*** Opening of Data records ***

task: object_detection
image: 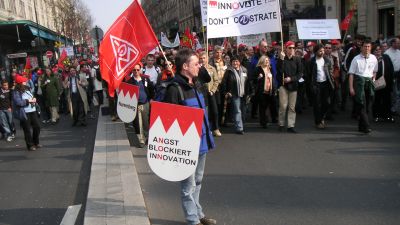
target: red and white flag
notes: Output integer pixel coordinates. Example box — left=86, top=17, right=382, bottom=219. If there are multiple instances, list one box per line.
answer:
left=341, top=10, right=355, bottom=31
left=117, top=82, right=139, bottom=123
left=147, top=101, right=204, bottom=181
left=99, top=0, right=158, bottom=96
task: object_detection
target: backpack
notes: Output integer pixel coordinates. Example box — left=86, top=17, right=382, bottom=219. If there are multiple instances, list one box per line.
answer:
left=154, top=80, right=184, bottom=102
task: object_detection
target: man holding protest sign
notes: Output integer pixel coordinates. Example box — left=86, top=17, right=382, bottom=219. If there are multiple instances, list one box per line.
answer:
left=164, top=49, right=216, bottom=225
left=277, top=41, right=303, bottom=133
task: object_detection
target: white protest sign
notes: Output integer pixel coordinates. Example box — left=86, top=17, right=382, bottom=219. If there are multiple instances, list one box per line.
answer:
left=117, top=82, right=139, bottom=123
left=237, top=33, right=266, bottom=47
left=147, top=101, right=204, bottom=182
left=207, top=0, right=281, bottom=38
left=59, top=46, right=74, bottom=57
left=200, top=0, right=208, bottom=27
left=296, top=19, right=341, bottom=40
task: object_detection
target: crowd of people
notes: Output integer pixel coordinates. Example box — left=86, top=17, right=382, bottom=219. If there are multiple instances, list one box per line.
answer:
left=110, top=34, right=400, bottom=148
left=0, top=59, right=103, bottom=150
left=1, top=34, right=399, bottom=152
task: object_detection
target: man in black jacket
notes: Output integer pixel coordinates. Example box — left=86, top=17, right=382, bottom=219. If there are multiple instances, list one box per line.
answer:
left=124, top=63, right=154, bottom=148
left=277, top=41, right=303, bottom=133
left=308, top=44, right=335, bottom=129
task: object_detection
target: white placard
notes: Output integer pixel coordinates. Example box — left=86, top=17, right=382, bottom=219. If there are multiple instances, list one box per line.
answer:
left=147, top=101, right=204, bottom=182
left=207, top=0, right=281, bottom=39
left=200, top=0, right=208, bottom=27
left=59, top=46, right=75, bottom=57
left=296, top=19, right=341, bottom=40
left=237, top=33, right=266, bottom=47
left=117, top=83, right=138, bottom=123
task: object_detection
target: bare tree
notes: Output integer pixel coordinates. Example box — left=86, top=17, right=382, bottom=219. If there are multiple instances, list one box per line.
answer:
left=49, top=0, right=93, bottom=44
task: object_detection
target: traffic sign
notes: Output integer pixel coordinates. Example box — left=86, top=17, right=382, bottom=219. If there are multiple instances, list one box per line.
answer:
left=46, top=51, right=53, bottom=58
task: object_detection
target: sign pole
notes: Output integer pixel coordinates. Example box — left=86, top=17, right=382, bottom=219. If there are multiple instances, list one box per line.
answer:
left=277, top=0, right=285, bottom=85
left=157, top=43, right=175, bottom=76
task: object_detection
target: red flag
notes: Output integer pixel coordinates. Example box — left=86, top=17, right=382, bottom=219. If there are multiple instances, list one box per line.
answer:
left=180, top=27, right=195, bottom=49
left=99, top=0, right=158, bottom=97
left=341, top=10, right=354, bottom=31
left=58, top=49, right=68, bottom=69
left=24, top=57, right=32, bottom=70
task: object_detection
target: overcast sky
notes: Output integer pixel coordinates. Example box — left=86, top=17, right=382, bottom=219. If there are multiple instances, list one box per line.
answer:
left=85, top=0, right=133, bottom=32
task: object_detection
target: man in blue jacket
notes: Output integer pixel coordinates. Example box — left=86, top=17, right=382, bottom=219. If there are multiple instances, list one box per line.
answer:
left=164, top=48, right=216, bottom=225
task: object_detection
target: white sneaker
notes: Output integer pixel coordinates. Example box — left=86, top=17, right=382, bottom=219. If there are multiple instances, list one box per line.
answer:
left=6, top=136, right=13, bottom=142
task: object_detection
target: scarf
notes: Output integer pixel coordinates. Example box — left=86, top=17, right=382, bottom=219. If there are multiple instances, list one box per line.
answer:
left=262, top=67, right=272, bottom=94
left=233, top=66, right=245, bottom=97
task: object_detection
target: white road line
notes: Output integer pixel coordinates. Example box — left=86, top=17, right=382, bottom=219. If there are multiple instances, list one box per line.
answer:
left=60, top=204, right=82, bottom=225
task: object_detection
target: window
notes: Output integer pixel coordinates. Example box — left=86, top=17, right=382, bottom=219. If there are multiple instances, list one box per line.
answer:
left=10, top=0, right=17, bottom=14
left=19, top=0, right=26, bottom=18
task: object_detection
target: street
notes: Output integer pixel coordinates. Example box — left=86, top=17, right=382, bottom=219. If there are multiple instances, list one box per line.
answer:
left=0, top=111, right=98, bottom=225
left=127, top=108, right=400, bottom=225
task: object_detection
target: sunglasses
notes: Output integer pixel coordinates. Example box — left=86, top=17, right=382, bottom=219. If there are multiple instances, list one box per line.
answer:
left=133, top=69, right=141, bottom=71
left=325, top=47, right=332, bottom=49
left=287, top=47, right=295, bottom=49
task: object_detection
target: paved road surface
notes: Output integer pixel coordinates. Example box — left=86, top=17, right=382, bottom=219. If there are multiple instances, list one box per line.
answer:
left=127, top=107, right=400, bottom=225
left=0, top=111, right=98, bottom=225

*** Close of Data records ***

Except for the pictures, return every line of the material exactly.

• **Written reply**
task: object_detection
image: 
target: red and white flag
notes: Output integer pixel coordinates. Example box — left=86, top=17, right=382, bottom=219. If there are multiple instances, list one box per line.
answer:
left=341, top=10, right=355, bottom=31
left=117, top=82, right=139, bottom=123
left=147, top=101, right=204, bottom=181
left=99, top=0, right=158, bottom=96
task: object_detection
target: backpack
notes: Output integer pixel coordinates. Example box — left=86, top=17, right=382, bottom=219. If there are multiple instances, list one box per line.
answer:
left=154, top=80, right=184, bottom=102
task: object_detection
target: man holding protest sign
notes: Output integer pixel coordinates. Example box — left=86, top=17, right=382, bottom=219. If there are multiple instances, list one box per line.
answer:
left=164, top=49, right=216, bottom=225
left=277, top=41, right=303, bottom=133
task: object_detection
target: white protest sign
notes: Output integer pixel coordinates. Example box — left=86, top=17, right=382, bottom=219. If there are multiple instances, list one box per line.
answer:
left=117, top=82, right=139, bottom=123
left=237, top=33, right=266, bottom=47
left=147, top=101, right=204, bottom=182
left=207, top=0, right=281, bottom=38
left=59, top=46, right=74, bottom=57
left=200, top=0, right=208, bottom=27
left=296, top=19, right=341, bottom=40
task: object_detection
target: crowd of people
notes: Output integer pixel coordinates. Example box — left=86, top=17, right=382, bottom=219. If there are multiple instances, list one box per line.
answer:
left=110, top=34, right=400, bottom=148
left=0, top=59, right=103, bottom=150
left=1, top=34, right=399, bottom=152
task: object_detection
target: man in black jacket
notes: Output integer pixel coordinates. Example box — left=86, top=17, right=382, bottom=219. If there are multiple instances, list one box per line.
answer:
left=124, top=63, right=154, bottom=148
left=277, top=41, right=303, bottom=133
left=308, top=44, right=335, bottom=129
task: object_detection
target: white placard
notes: Output integer pixel coordinates. Example box — left=86, top=17, right=382, bottom=219. If there are multiple instances, list one box per line.
answer:
left=147, top=101, right=204, bottom=182
left=207, top=0, right=281, bottom=39
left=200, top=0, right=208, bottom=27
left=59, top=46, right=75, bottom=57
left=296, top=19, right=341, bottom=40
left=237, top=33, right=266, bottom=47
left=117, top=83, right=138, bottom=123
task: object_detection
target: bare tree
notes: Output integer pixel coordinates. Example box — left=86, top=17, right=382, bottom=219. If there are multiple instances, list one box per line.
answer:
left=49, top=0, right=93, bottom=44
task: object_detection
target: traffic sign
notes: Output integer pixel coordinates. Example box — left=86, top=17, right=382, bottom=219. If there are multiple instances, list one box per line.
answer:
left=46, top=51, right=53, bottom=58
task: object_detection
target: sign pole
notes: Output integer pixel coordinates. Example box — left=86, top=17, right=382, bottom=219. If there are multiple instances, list one box per line.
answer:
left=277, top=0, right=285, bottom=85
left=157, top=43, right=175, bottom=76
task: object_detection
target: red flag
notes: Output integer pixel coordinates. Example box — left=86, top=17, right=382, bottom=219. If there are multiple instances, list one box per line.
answer:
left=180, top=27, right=195, bottom=49
left=99, top=0, right=158, bottom=97
left=341, top=10, right=354, bottom=31
left=58, top=49, right=68, bottom=69
left=24, top=57, right=32, bottom=70
task: object_detection
target: overcast sky
notes: Output integer pixel coordinates. Example box — left=86, top=17, right=382, bottom=219. If there are multiple instances, list one box per line.
answer:
left=85, top=0, right=133, bottom=32
task: object_detection
target: man in blue jacket
notes: Output integer pixel coordinates. Example box — left=86, top=17, right=382, bottom=219. If there are multiple instances, list one box per line.
answer:
left=164, top=48, right=216, bottom=225
task: object_detection
target: white sneaker
notes: Output integer pixel coordinates. Example box — left=86, top=17, right=382, bottom=219. If there are multiple instances, list one box per line.
answer:
left=6, top=136, right=13, bottom=142
task: object_detection
target: scarf
notes: Output integer pixel coordinates. Example box — left=86, top=17, right=382, bottom=219. If there are multiple instances, list one box per line.
answer:
left=262, top=67, right=272, bottom=94
left=233, top=66, right=245, bottom=97
task: object_detection
target: white road line
notes: Output integer pixel coordinates. Example box — left=86, top=17, right=382, bottom=219. If there are multiple instances, list one box per line.
answer:
left=60, top=204, right=82, bottom=225
task: object_detection
target: window
notes: Output integer pixel coordinates. Example box — left=86, top=17, right=382, bottom=219. If there are multiple instances, list one box per line.
answer:
left=10, top=0, right=17, bottom=14
left=19, top=0, right=26, bottom=18
task: object_detection
target: street
notes: Output integer pixel coordinates. Example box — left=86, top=17, right=382, bottom=219. If there are multiple instances, list one box per line.
answer:
left=0, top=111, right=98, bottom=225
left=127, top=108, right=400, bottom=225
task: object_detection
target: sunglasses
notes: Output integer pixel coordinates. Example box — left=86, top=17, right=382, bottom=219. If there are multiple instances, list one box per line.
answer:
left=133, top=69, right=141, bottom=71
left=325, top=47, right=332, bottom=49
left=287, top=47, right=295, bottom=49
task: object_detection
target: paved road surface
notes: Output integer pixel coordinates. Example box — left=86, top=17, right=382, bottom=219. If there are multiple instances, list one box per line.
answer:
left=127, top=107, right=400, bottom=225
left=0, top=111, right=98, bottom=225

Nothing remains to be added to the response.